> **WHAT IS NEEDED**
Output a verbatim copy of the data, cut off after the line that contains "Exercise. Indicate the window".

Collection entries
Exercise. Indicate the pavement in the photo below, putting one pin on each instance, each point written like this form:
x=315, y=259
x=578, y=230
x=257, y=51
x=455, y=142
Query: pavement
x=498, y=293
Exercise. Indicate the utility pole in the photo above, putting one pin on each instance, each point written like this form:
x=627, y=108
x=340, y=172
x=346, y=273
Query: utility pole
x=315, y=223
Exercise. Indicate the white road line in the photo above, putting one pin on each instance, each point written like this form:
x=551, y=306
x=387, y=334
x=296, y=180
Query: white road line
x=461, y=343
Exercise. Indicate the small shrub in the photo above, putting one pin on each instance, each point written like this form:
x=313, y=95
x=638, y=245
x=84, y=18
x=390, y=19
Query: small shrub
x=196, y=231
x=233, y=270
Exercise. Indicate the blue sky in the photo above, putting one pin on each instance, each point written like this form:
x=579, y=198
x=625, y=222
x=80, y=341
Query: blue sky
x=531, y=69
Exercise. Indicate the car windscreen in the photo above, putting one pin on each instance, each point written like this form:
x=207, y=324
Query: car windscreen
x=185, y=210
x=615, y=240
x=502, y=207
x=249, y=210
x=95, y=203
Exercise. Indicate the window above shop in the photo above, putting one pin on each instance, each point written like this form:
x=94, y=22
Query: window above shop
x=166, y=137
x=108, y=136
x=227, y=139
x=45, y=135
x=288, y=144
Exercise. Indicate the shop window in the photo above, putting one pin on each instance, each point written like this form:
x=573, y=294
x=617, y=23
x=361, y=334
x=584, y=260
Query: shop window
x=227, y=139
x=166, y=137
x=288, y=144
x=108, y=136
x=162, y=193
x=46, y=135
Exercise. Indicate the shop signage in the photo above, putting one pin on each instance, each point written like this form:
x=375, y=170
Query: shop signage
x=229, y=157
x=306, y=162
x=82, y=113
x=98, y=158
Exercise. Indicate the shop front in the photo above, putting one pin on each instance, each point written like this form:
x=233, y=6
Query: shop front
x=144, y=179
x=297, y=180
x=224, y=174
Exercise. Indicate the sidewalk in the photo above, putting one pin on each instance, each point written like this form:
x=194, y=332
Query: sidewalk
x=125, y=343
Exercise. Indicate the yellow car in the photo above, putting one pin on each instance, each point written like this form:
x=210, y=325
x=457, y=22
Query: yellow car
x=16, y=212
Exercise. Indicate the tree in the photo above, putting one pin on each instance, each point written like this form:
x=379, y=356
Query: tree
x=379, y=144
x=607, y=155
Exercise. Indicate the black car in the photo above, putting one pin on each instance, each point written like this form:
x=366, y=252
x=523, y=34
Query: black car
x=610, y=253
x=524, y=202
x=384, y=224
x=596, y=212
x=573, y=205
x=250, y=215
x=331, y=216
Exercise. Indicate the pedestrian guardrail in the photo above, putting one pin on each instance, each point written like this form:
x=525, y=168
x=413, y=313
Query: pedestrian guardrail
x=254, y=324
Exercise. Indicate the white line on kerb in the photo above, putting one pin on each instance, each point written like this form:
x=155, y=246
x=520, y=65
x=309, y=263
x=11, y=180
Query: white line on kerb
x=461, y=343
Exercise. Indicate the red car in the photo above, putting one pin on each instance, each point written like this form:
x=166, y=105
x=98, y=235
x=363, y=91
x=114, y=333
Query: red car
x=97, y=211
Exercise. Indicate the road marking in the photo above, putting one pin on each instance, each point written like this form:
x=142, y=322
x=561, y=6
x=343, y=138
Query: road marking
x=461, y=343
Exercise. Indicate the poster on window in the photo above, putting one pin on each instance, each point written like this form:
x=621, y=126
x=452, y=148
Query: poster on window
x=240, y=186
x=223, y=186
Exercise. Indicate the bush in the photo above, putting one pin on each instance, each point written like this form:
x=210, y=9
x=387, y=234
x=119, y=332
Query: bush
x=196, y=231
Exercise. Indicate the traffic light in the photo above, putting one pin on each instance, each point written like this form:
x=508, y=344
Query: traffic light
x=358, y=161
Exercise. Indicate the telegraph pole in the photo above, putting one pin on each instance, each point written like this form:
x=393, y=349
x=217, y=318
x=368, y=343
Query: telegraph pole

> **ANSWER TO THE EXERCISE**
Exercise. Indicate the pavement in the photo below, putting one pin on each instance, each point written like this form:
x=315, y=259
x=578, y=230
x=257, y=51
x=455, y=142
Query: pavement
x=498, y=293
Exercise. Indicate the utility pole in the photo above, putting one pin on each instance, each point written like this form:
x=627, y=108
x=340, y=172
x=346, y=273
Query: utility pole
x=315, y=223
Exercise. Indicate the white road line in the photo above, putting one pin on each instance, each point written like this form:
x=551, y=306
x=387, y=334
x=296, y=180
Query: white road line
x=461, y=343
Exercise. Indicate the small shrub in the photo above, putting one pin on each instance, each point written like this form:
x=313, y=95
x=638, y=245
x=84, y=18
x=390, y=19
Query: small shrub
x=196, y=231
x=233, y=270
Exercise. Indicate the blue sky in the photo above, putting one pin on each instance, each point written like this form:
x=579, y=198
x=625, y=222
x=80, y=341
Query: blue sky
x=531, y=69
Exercise. Indicate the car windscreen in the photo above, putting one pin on each instance, each point written like this form:
x=207, y=324
Query: car windscreen
x=185, y=210
x=615, y=240
x=502, y=207
x=249, y=210
x=95, y=203
Exercise. Indicate the window above shop in the photo above, putting one pin on each instance, each point written like this form:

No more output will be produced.